BEGIN Extracted entries

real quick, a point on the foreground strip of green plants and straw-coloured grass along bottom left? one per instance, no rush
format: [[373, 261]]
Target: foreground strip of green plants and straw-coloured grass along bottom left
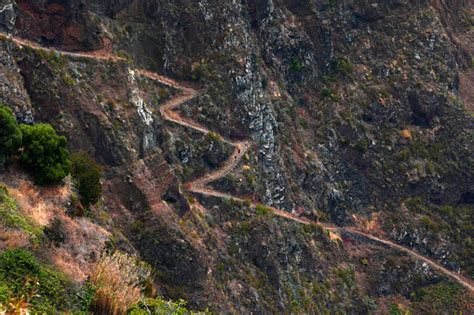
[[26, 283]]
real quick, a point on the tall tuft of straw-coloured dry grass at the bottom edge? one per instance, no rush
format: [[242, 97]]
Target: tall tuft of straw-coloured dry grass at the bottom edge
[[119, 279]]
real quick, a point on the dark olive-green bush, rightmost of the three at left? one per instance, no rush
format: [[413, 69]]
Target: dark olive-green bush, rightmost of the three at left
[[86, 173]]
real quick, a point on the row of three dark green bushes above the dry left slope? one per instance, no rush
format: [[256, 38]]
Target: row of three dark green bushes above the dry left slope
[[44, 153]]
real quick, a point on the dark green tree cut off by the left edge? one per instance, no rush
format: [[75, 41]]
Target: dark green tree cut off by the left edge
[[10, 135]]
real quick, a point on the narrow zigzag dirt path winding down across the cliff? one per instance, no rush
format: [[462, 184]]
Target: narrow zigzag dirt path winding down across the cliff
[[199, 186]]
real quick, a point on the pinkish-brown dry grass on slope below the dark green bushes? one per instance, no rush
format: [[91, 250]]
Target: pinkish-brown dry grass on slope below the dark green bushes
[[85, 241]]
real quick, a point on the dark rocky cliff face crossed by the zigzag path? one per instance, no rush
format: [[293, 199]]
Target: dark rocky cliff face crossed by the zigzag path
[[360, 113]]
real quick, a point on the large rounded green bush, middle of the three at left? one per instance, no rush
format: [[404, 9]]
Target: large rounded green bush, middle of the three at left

END Extracted entries

-- Your goal --
Say again, word for word, the lines beginning at the top of the data and ending with the line that has "format: [[413, 69]]". Skip the pictures.

-- Result of the task --
real quick, a point on the foreground strip of green plants and straw-coloured grass along bottom left? one per instance, no rush
format: [[373, 261]]
Target: foreground strip of green plants and straw-coloured grass along bottom left
[[26, 283]]
real quick, a point on the tall tuft of straw-coloured dry grass at the bottom edge? one per instance, no rush
format: [[242, 97]]
Target: tall tuft of straw-coloured dry grass at the bottom edge
[[119, 279]]
real quick, a point on the dark olive-green bush, rightmost of the three at left? one per instance, no rush
format: [[413, 69]]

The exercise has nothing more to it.